--- Begin PAGE EXCERPT ---
When something isn’t going our way, prevailing wisdom says, “try harder”, or “keep going”, or “don’t give up.”

And the very act of trying harder, persisting, and doing things in a “more, better, different” way leads to no breakthrough whatsoever.

And by “more, better, different” I mean doing more of something, doing it better, or doing it differently. There’s little to no access to breakthrough in these actions (likely, you can reflect on your own life and see examples at work). Incremental progress, perhaps, but no breakthrough.

So, unless we want resistance to spiral out of control and make our situations even more uncomfortable, the best thing to do is let go. Allow. Things might even change for the positive all on their own when you surrender.

The late Dr. Wayne Dyer said:

If you change the way you look at things, the things you look at change.

Move into a space of trusting and allowing. Move into a space of surrender. Notice how the things you look at begin to change.

It’s Not Bad or Wrong

Because resistance is uncomfortable, the temptation is to make it bad or wrong.

Resistance is just letting you know that change is inevitable. That change may be within yourself. Changing your attitude or the way you think about your current situation could be an elegant solution to a seemingly impossible situation.

Sometimes transitions are more expansive. They can look and feel like complete upheaval.
--- End PAGE EXCERPT ---
**WHAT IS ASKED:** Rewrite the passage on resistance and letting go from "If you change" up to and including "seemingly impossible situation.", swapping "inevitable" for "unavoidable".
--- Begin PROVIDED MATERIAL ---
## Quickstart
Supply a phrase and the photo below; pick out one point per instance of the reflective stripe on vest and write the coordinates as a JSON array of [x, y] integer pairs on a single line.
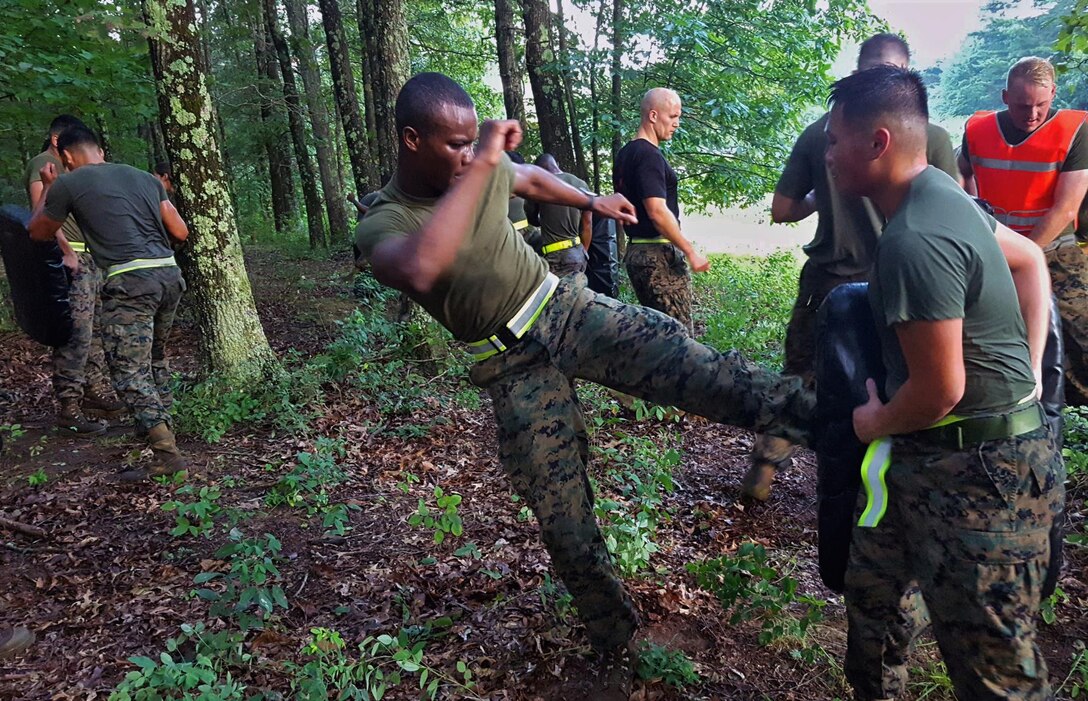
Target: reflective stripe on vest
[[561, 245], [140, 263], [1020, 181], [520, 323]]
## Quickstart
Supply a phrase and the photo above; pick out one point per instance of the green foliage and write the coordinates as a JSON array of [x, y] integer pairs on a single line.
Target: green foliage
[[442, 518], [749, 586], [745, 304], [196, 517], [381, 664], [249, 591], [204, 677], [671, 666]]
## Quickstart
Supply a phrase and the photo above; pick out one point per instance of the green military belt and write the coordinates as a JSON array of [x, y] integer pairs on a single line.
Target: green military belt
[[561, 245], [955, 435]]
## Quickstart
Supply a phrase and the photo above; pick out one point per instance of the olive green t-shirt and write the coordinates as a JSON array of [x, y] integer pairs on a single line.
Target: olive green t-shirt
[[32, 174], [849, 226], [118, 208], [494, 272], [1075, 160], [938, 259], [558, 222]]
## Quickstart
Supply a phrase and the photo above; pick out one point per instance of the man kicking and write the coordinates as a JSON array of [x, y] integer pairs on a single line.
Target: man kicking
[[440, 232]]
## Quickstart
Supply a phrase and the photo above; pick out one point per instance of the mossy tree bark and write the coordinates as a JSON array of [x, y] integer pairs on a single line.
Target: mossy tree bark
[[232, 340]]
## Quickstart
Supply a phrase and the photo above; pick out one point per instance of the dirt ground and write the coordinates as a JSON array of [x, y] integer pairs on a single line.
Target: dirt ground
[[109, 581]]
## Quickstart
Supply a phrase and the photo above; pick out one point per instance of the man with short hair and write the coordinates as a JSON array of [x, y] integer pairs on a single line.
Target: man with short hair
[[440, 232], [566, 232], [841, 250], [1030, 163], [128, 222], [81, 379], [963, 477], [657, 253]]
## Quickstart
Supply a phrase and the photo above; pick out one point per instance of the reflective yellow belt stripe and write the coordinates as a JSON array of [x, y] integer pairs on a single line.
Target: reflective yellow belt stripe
[[520, 323], [561, 245], [140, 263]]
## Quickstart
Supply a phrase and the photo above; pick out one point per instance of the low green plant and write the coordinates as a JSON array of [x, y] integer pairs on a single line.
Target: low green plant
[[671, 666], [196, 517], [249, 590], [1076, 681], [752, 589], [443, 518], [381, 664], [204, 676]]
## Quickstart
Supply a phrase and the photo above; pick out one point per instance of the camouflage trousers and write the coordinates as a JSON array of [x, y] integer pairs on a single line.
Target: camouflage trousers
[[81, 364], [137, 312], [659, 275], [971, 530], [1068, 274], [814, 285], [635, 351], [566, 262]]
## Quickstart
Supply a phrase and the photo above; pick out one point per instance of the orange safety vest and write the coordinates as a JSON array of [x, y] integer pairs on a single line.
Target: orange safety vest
[[1020, 181]]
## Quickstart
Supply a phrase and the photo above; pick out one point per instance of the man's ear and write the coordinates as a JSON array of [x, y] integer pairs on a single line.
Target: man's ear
[[411, 138]]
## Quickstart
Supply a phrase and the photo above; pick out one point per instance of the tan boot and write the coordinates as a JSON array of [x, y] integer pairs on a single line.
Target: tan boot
[[167, 462], [72, 421], [97, 403]]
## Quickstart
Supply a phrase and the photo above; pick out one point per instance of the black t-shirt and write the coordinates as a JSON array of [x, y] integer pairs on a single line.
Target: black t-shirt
[[640, 172]]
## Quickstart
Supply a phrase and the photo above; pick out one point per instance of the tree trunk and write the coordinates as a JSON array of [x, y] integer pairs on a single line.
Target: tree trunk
[[232, 340], [509, 63], [595, 136], [304, 50], [617, 106], [385, 28], [547, 90], [281, 174], [568, 80], [310, 196], [347, 101], [617, 101]]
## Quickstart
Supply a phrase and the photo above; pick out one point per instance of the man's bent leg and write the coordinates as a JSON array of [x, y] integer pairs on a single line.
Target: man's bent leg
[[535, 412], [1068, 272], [648, 355], [130, 304]]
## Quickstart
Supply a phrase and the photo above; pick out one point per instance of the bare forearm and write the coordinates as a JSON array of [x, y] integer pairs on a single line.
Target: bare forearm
[[913, 408], [415, 262], [1051, 224]]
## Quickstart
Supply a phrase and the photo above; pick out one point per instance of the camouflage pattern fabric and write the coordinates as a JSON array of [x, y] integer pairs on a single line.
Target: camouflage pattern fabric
[[1068, 275], [81, 364], [137, 312], [814, 285], [971, 529], [566, 262], [635, 351], [659, 275]]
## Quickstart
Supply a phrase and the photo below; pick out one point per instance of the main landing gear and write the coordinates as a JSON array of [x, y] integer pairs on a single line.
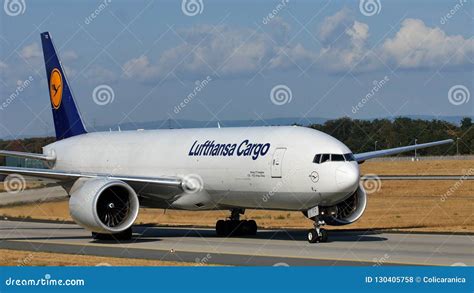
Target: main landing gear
[[234, 226], [121, 236], [317, 234]]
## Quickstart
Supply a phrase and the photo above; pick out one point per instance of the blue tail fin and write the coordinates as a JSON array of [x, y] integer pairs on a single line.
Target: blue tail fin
[[67, 119]]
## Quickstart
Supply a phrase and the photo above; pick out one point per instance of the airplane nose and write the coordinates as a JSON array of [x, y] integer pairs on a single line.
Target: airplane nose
[[347, 177]]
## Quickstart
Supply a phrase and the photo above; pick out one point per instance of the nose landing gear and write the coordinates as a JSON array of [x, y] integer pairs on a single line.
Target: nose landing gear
[[234, 226], [317, 234]]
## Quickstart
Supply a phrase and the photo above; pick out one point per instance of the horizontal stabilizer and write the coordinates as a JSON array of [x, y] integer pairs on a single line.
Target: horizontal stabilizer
[[28, 156]]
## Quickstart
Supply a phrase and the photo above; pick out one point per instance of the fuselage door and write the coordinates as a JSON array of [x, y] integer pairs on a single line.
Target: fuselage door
[[277, 162]]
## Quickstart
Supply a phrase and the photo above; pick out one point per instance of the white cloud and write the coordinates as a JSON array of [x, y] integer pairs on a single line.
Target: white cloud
[[416, 45], [70, 72], [99, 74], [344, 42], [335, 25], [345, 46], [141, 69], [31, 51]]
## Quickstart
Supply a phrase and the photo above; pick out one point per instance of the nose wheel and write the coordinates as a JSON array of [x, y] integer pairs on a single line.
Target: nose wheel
[[236, 227], [314, 236], [317, 234]]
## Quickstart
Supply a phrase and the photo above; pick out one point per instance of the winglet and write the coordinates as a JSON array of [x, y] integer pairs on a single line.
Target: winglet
[[375, 154]]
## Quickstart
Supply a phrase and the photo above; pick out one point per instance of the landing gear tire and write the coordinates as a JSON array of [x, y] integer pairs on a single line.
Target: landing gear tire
[[125, 235], [314, 237], [221, 228], [252, 227], [230, 228], [324, 235]]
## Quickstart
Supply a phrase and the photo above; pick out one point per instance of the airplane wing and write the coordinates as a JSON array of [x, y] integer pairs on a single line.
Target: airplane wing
[[375, 154], [165, 184]]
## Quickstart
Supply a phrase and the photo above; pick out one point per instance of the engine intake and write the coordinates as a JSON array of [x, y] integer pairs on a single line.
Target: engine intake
[[103, 206], [347, 211]]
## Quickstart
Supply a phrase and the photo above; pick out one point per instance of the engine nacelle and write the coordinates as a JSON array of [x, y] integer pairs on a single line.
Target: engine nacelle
[[103, 206], [347, 211]]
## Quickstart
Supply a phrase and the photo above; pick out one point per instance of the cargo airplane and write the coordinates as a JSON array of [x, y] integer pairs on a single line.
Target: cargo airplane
[[110, 175]]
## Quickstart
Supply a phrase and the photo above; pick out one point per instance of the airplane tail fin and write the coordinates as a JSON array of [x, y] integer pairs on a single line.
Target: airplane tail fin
[[67, 119]]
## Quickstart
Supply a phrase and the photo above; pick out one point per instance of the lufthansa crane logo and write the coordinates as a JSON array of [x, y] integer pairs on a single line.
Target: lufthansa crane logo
[[56, 88]]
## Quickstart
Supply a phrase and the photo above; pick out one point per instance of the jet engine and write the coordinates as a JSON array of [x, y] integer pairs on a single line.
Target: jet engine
[[347, 211], [103, 206]]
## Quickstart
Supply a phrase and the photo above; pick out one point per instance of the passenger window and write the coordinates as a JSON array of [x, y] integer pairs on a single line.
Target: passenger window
[[317, 158], [337, 158], [325, 157]]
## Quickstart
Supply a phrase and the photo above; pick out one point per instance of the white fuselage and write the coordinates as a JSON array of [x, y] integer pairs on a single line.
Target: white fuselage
[[255, 167]]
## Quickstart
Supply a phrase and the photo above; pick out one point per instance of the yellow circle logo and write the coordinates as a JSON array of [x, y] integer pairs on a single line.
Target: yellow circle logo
[[56, 88]]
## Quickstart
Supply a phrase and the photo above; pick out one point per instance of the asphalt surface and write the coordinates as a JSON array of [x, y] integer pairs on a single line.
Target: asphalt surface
[[32, 195], [269, 247]]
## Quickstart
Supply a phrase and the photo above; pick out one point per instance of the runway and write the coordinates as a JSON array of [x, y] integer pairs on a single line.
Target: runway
[[269, 247]]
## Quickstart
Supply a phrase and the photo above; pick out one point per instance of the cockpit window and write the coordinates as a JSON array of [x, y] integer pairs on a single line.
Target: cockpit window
[[317, 158], [325, 158], [321, 158], [349, 157], [337, 158]]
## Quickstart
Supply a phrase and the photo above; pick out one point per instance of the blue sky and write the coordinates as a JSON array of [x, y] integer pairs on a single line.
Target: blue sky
[[321, 58]]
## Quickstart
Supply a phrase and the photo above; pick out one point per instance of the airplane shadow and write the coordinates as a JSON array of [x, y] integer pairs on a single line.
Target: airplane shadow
[[148, 233], [297, 235]]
--- End PROVIDED MATERIAL ---
**TASK RESPONSE:**
If you change the way you look at things, the things you look at change.

Move into a space of trusting and allowing. Move into a space of surrender. Notice how the things you look at begin to change.

It’s Not Bad or Wrong

Because resistance is uncomfortable, the temptation is to make it bad or wrong.

Resistance is just letting you know that change is unavoidable. That change may be within yourself. Changing your attitude or the way you think about your current situation could be an elegant solution to a seemingly impossible situation.